* Records for the exercise
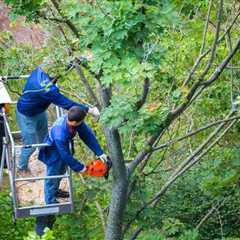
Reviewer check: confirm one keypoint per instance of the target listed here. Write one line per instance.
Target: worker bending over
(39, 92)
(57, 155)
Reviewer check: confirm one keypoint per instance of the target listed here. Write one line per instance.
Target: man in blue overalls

* * *

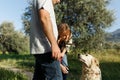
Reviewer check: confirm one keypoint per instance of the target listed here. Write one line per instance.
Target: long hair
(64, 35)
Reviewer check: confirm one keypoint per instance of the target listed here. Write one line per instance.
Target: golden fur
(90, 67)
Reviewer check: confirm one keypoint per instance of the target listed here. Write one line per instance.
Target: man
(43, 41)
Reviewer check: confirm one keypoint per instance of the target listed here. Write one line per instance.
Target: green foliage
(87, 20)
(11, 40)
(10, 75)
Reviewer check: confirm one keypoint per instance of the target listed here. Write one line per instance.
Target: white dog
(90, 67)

...

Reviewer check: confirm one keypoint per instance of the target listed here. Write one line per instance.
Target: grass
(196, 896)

* Required work
Could you write out, exactly as they stand, only the lines above that begin at the line with "Target: worker bending over" and stop after the line with "Target: man in blue overalls"?

* Task answer
Target: worker bending over
(39, 92)
(57, 155)
Reviewer check: confirm one keypoint per instance of the target listed here. Write one line per instance.
Target: man in blue overalls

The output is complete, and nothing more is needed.